- TEKS SUMBER -
Seorang pria sebelum menikah, hidupnya gersang tak punya arah. Apalagi banyak “Zulaiha” yang mencari perhatian pada para “Yusuf”. Bagi mereka para”Yusuf”, demikian banyak “zulaiha” dengan segala tingkah polahnya, membuat mereka bingung. Hartanya biasanya dihabiskan untuk kesenangan belaka yang kadang jauh dari nilai manfaat, sehingga tidak memberi berkah pada harta itu. Namun ketika dia sudah menikah, hartanya digunakan untuk menafkahi keluarganya dan setiap sen yang dikeluarkan menjadi pahala dan berkah.
Seorang wanita sebelum menikah mungkin sering mencari perhatian lawan jenis dengan cara bicaranya, gaya berpakaiannya dan sebagainya dalam rangka mencari tambatan hati. Begitu sang wanita menikah, dia sudah menemukan pelabuhan jiwanya sehingga semua perilakunya .
Dua hati yang bersatu dalam ikatan pernikahan akan Allah berikan rasa cinta kasih yang akan memberikan ketenangan. Suami tenang meninggalkan rumah karena yakin istrinya akan menjaga diri dan hartanya. Istri tenang melepas suaminya pergi karena yakin suaminya akan mencari nafah untuk keluarganya, dan pasti akan kembali ke rumah.digunakan untuk menyenangkan suaminya.
Keyakinan itu Allah yang turunkan. Setiap ada permasalahan diantara mereka, keduanya berusaha menyelesaikannya, tidak membawa egonya masing-masing tetapi mengembalikan masalah dengan merujuk kepada hukum Allah.

- DATA TERSEDIA -

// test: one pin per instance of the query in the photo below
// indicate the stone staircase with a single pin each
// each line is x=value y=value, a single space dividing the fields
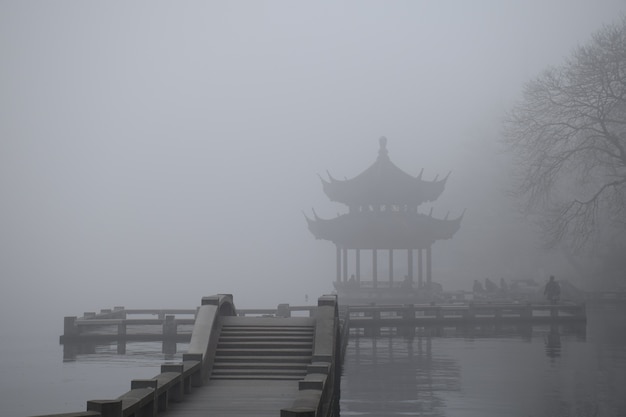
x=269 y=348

---

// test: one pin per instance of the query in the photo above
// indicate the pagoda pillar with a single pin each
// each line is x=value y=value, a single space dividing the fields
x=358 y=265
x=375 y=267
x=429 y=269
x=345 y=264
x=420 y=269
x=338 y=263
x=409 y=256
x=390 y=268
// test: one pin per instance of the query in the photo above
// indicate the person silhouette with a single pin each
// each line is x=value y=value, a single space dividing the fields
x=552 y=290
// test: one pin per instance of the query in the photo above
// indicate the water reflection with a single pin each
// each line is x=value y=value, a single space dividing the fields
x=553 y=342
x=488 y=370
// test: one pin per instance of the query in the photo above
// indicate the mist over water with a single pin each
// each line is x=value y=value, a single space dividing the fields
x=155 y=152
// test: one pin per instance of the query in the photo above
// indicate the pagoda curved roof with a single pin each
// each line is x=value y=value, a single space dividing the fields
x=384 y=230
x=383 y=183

---

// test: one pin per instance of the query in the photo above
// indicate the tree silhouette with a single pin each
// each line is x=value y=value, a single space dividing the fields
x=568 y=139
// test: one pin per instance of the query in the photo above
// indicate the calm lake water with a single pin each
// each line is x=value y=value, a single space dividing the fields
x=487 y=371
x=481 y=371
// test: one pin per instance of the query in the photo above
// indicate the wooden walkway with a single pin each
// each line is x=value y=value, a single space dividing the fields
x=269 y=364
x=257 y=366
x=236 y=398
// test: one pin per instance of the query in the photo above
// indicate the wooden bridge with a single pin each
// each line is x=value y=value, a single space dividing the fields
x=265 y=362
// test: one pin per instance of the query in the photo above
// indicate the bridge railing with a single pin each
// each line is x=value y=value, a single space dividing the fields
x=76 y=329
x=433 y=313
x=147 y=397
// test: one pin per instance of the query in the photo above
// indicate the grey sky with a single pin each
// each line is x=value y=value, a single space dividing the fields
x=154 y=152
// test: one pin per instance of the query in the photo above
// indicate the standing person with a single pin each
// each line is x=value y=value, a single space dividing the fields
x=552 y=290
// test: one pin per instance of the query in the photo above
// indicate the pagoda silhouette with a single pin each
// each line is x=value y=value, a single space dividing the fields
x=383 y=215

- TUGAS DIKERJAKAN -
Lanjutkan teks tentang pernikahan mulai dari bagian setelah kalimat terakhirnya.

- HASIL TUGAS -
Lalu apa itu Mawaddah?
Mawaddah adalah cinta kasih yang saling memikat sehingga keduanya menjalankan “hubungan suami istri” dalam ikatan yang sah. Darinya Allah menginginkan keberlangsungan kehidupan manusia yang turun temurun. Islam tidak mengenal istilah ayah biologis. Atau anak biologis. Seorang anak yang lahir dari pasangan yang diikat secara sah otomatis bernasab dan berwali kepada ayahnya. Anak yang lahir diluar hubungan yang sah tidak memiliki ayah. Ia hanya bernasab dengan ibunya.
Bagaimana yang terjadi perselingkuhan dan perceraiain? Mengapa Allah tidak turunkan sakinah kepada mereka?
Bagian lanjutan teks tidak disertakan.